SUPPLIED DATA
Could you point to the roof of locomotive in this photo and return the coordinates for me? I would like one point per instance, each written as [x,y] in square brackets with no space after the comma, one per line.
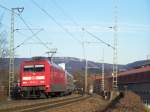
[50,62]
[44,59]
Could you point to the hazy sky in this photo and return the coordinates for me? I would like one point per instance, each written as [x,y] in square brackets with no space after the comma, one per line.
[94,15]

* * *

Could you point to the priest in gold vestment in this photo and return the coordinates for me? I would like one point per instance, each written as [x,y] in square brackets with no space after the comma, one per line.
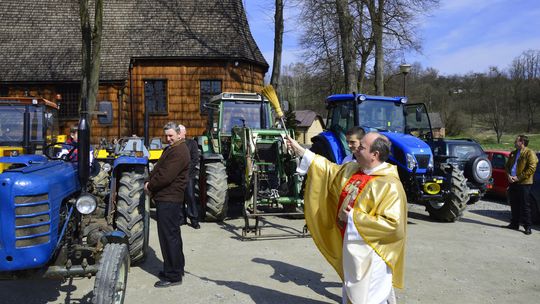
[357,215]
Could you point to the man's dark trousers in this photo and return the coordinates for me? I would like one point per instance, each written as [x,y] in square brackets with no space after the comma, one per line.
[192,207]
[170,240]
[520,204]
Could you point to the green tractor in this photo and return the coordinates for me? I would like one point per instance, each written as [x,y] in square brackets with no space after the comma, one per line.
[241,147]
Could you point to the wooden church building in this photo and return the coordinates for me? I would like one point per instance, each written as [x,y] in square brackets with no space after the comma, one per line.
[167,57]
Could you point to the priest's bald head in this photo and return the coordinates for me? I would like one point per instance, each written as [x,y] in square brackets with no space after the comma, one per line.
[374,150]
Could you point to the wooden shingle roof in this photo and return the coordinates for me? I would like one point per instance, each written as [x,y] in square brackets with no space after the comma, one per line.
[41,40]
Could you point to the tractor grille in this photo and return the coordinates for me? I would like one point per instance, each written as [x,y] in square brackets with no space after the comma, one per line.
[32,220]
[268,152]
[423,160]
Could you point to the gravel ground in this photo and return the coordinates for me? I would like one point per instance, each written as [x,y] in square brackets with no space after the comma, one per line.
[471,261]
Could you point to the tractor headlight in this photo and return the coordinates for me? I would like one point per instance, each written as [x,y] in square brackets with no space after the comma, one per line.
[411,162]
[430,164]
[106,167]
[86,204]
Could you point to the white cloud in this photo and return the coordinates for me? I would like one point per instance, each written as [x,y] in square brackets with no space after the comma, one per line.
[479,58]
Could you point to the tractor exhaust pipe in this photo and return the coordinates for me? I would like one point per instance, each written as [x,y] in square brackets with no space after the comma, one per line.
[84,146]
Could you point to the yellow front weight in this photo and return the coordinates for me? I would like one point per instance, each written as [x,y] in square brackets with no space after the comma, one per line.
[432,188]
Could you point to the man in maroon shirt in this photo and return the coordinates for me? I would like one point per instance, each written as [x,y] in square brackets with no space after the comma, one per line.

YOUR ASSIGNMENT
Please make an exact copy of the lines above from the line with "Could you point to the yellow" through the line with "Could you point to the man in", both ends included.

ANSWER SPACE
Could you point to the yellow front weight in this photo and return the coordinates for me? I would like one point per instance, each written as [x,y] in square brackets with no space after the comma, one per line.
[432,188]
Could you point to the man in maroon shirt in this photo and return the coordinates for me? I would like one point per instance, each written as [x,y] in square brackets with no space after the comma, one per line.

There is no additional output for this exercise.